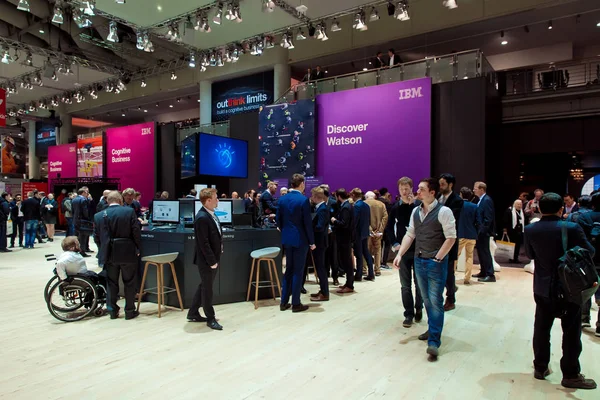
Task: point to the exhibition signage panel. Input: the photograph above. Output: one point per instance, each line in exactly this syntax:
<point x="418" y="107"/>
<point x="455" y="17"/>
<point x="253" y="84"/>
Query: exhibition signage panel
<point x="130" y="157"/>
<point x="370" y="137"/>
<point x="241" y="95"/>
<point x="62" y="161"/>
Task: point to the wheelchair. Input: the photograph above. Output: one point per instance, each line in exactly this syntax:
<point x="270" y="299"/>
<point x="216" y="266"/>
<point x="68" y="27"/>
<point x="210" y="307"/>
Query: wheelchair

+---+

SHORT EXERCISE — Could you rescale the listing by reproducing every line of it, requests included, with each point coordinate in the answers multiplied by 2.4 and rounded to a whole number (halves round up)? Leave the numbers in the requests and their format samples unchanged, and omit the pictures.

FULL OUTPUT —
Task: point to the exhibition signage panel. Input: the photograph above. Output: one point per instance, each line in exactly this syntax:
<point x="418" y="107"/>
<point x="455" y="17"/>
<point x="253" y="84"/>
Query: exhibition signage panel
<point x="312" y="377"/>
<point x="888" y="329"/>
<point x="578" y="228"/>
<point x="149" y="386"/>
Task: point to the wheelchair. Input: the photograph above. Output: one point per instance, each line in exactly this syntax:
<point x="270" y="299"/>
<point x="216" y="266"/>
<point x="68" y="27"/>
<point x="210" y="307"/>
Query: wheelchair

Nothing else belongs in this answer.